TASK BRIEF ->
Reproduce all of the records below in full, requests included, and add -64 to every coordinate in the answer points. The numbers in the requests and their format samples stay unchanged.

EXTRACTED MATERIAL ->
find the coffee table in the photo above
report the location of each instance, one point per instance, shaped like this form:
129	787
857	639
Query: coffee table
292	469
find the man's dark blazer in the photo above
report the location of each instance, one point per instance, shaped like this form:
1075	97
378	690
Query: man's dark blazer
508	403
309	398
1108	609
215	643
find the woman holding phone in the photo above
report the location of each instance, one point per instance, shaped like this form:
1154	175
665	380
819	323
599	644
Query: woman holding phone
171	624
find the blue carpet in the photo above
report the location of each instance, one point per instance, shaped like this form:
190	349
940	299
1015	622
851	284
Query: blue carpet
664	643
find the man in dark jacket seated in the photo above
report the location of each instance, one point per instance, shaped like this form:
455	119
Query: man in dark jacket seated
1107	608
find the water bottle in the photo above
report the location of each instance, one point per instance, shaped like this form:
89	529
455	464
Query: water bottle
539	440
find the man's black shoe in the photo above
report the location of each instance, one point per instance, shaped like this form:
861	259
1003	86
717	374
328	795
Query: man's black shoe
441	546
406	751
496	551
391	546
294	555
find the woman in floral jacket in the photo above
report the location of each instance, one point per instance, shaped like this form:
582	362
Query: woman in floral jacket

EXPECTED ANSWER ->
find the coffee table in the photo above
report the location of each instance, one point per instance, shaped like this form:
129	787
857	639
Query: coffee table
228	405
find the man's dark blazer in the photo above
report the location of each instance, one point per instance, shaped like this form:
1075	97
378	690
Query: man's dark blazer
444	339
245	334
1044	545
151	579
find the woman holding phone in the photo above
report the location of each instance, one point per instance, shaped like this form:
1154	175
665	380
819	323
599	644
Query: woman holding phone
107	560
find the blue carpet in the photo above
report the location of each instance, one point per instance, shaped like this form:
190	349
940	299
1015	622
851	284
Query: blue carpet
600	579
find the man in dark jacket seated in the photo above
report the location of each instance, one point per instance, shaped like this form:
455	119
Query: man in dark jacket seated
1043	544
find the water bottle in the photo above
report the location of each instance, one point per instance, shaped like this form:
89	529
455	464
Query: water bottle
475	376
find the man's black shoe in the photo above
report the location of each instance, one point per instance, shaped like this form:
861	259
1003	86
717	374
328	795
Query: man's black shoe
377	482
342	687
432	487
327	482
230	491
find the woman in floral jacket in the photo above
report the location of each instance, one point per instance, shaped like this form:
582	362
Query: woman in floral jacket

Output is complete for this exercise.